* **Given records**:

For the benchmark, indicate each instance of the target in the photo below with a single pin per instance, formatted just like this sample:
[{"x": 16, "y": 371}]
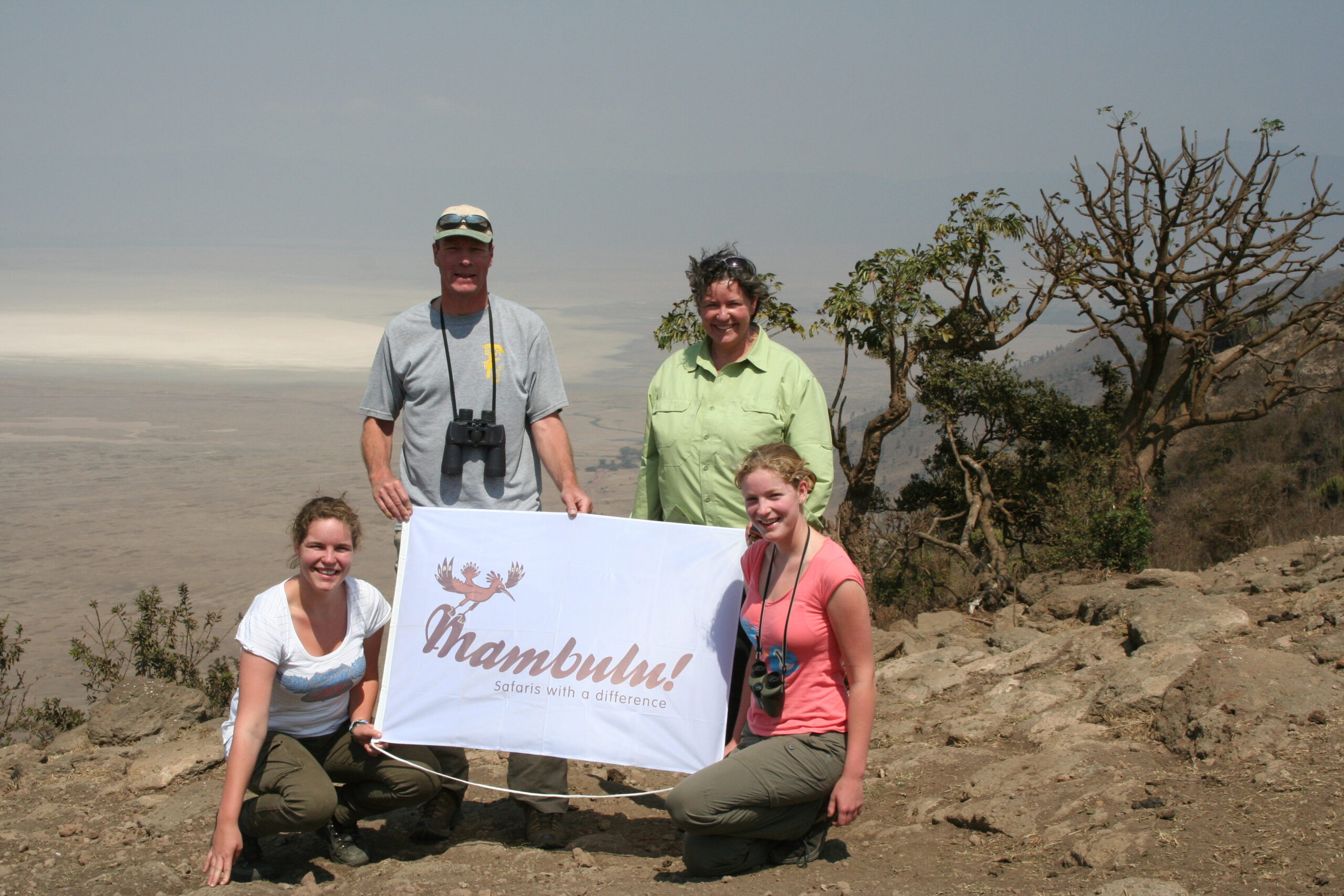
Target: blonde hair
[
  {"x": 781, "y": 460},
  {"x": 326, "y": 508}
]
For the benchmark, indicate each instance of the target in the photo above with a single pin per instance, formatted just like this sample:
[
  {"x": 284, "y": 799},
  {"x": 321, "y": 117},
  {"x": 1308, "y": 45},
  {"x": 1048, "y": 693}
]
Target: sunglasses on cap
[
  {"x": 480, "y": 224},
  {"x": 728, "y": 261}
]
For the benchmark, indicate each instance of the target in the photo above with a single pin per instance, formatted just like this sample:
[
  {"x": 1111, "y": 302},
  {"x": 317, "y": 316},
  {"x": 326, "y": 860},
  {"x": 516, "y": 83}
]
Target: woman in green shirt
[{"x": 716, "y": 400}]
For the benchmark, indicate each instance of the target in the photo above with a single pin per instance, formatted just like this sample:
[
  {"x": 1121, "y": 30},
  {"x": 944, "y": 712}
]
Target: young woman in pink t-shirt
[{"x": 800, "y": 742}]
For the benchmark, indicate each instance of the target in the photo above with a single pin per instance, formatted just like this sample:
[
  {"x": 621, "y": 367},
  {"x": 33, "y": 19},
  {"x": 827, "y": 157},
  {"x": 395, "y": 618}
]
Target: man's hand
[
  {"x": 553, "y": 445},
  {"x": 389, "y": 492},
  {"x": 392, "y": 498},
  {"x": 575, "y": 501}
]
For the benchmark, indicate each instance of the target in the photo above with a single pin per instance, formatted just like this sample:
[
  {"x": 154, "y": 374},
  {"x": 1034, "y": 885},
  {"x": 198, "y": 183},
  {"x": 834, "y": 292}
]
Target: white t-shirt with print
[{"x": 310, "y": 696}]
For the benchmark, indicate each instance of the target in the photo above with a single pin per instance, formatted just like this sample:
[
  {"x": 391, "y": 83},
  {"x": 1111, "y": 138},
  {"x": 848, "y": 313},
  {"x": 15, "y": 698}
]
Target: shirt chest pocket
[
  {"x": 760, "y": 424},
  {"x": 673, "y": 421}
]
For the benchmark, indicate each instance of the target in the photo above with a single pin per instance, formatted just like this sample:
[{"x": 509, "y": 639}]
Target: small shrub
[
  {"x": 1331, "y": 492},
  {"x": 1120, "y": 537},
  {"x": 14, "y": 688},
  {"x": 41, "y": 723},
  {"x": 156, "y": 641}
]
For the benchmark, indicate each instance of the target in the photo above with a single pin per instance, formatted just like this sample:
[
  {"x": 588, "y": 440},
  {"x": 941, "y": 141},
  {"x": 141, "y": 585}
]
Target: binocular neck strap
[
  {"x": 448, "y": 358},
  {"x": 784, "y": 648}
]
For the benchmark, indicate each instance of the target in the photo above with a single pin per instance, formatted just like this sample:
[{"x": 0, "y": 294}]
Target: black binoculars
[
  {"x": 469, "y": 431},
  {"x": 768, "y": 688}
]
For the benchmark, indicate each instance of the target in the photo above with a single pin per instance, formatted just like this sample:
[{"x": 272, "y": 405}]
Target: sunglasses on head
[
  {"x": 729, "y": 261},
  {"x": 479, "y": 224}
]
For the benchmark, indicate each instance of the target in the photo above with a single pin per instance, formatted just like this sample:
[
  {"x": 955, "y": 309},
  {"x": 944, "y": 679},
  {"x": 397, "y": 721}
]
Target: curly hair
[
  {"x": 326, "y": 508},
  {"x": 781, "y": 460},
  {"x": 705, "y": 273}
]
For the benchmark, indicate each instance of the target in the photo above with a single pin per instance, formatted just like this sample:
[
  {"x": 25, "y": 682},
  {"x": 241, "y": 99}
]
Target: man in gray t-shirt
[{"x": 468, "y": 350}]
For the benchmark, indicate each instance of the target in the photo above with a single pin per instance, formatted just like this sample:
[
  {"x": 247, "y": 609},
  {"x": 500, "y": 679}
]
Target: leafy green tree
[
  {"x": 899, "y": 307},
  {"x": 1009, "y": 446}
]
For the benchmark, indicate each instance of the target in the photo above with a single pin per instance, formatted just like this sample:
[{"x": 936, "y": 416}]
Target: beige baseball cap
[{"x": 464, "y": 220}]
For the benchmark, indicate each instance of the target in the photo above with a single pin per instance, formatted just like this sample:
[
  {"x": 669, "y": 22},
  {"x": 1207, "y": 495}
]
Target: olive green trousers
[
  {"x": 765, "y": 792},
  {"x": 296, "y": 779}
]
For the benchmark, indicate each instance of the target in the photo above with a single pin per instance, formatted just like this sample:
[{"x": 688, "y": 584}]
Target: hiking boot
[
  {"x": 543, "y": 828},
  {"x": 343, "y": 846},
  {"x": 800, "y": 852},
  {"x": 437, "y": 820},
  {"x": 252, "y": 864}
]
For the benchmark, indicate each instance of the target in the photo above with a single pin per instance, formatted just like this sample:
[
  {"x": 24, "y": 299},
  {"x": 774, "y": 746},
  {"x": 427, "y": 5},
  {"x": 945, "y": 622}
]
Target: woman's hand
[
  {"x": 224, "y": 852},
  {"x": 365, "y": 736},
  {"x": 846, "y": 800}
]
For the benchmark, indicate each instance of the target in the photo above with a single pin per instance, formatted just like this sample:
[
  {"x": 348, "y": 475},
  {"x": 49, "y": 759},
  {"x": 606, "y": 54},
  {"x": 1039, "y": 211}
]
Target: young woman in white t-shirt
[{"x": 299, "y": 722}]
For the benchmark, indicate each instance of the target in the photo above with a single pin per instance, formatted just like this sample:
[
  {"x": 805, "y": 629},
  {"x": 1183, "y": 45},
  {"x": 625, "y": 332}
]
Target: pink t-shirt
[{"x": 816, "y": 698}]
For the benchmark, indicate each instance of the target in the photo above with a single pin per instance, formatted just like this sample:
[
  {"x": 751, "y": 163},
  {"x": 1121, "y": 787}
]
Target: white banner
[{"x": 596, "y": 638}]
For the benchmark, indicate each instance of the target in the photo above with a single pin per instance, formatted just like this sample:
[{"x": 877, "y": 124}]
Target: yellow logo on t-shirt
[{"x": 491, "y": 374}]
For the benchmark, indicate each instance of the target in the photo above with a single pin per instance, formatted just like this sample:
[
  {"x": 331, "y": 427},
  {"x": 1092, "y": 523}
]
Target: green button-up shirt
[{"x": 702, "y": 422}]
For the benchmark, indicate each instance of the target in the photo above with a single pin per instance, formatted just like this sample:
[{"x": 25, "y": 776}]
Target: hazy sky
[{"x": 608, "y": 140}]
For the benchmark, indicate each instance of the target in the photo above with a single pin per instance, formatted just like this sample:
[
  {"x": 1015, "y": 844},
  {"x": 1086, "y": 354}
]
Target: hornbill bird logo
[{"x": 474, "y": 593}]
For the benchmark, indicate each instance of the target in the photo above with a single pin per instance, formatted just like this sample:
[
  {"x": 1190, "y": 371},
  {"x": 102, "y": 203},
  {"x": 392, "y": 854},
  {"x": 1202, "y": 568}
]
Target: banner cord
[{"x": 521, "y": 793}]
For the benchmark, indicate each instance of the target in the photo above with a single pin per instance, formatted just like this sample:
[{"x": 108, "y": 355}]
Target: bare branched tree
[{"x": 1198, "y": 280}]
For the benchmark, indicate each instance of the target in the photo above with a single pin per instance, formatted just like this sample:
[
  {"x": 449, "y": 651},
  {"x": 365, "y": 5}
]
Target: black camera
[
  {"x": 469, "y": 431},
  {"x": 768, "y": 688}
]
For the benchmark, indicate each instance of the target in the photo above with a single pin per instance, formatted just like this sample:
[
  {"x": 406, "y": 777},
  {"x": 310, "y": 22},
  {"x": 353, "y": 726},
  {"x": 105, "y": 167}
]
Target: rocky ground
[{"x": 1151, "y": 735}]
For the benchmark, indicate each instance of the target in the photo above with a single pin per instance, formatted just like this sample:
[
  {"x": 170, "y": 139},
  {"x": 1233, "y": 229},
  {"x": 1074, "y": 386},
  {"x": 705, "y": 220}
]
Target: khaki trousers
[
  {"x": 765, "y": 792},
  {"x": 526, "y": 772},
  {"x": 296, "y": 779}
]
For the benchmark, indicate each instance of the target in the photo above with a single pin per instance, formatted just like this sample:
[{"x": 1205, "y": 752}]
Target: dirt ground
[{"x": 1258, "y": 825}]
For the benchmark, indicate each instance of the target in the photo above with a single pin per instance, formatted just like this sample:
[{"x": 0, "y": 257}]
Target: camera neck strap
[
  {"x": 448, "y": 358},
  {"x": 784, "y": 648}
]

* **Set task**:
Show every line in the items above that contains the word "hair", copying each line in full.

* **Answer in full**:
Target: blonde hair
Target: curly hair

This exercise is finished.